| Instruction |
Which lines in the records below contain the word "frame", counting only matches in the same case? List each of those lines in full.

— begin Rows —

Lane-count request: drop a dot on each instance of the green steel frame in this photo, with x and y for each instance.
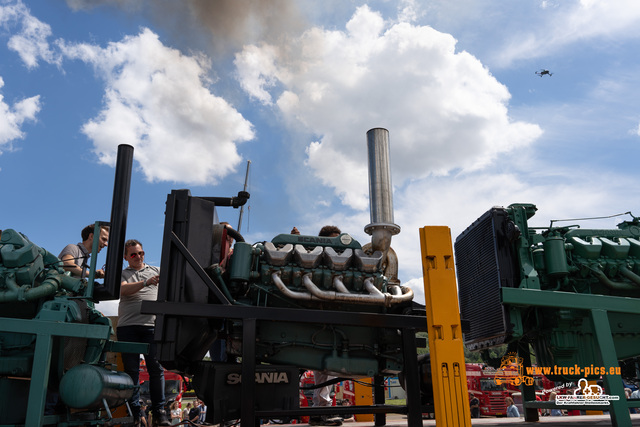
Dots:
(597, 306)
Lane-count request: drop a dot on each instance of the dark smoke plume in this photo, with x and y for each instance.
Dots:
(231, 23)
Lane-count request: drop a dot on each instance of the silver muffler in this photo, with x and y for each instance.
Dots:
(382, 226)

— end Rows —
— begin Rows —

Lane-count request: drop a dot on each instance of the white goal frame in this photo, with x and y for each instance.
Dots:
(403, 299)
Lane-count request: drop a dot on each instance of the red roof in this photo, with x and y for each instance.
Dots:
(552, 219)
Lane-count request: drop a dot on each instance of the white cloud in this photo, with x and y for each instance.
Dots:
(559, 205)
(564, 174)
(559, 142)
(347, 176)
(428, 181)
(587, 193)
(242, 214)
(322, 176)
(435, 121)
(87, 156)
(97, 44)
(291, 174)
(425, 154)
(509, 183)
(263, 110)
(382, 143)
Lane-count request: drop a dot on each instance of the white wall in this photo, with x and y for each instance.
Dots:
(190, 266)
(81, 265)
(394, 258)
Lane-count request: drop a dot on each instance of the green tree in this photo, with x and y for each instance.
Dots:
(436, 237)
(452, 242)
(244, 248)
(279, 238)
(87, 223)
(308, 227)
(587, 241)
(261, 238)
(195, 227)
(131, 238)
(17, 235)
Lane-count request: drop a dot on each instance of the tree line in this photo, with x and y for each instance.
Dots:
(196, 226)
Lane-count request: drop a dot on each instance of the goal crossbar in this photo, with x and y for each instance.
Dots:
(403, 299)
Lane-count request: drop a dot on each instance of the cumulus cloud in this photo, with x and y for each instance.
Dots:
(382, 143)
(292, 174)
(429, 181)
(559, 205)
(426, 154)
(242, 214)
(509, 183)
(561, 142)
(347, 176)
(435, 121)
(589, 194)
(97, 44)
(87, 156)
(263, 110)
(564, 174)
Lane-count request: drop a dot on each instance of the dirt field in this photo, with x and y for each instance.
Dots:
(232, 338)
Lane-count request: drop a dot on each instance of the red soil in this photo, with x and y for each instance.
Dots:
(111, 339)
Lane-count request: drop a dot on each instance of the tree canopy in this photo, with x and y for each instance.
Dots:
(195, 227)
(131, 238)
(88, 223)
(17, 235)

— end Rows —

| Correct answer |
Lane-count request: drop a dot on each instance of the green steel frame in this photo, with x and y for each instance.
Lane-count request: drop a dot on each instance of the white goal frame in this photo, with x and y for each instance.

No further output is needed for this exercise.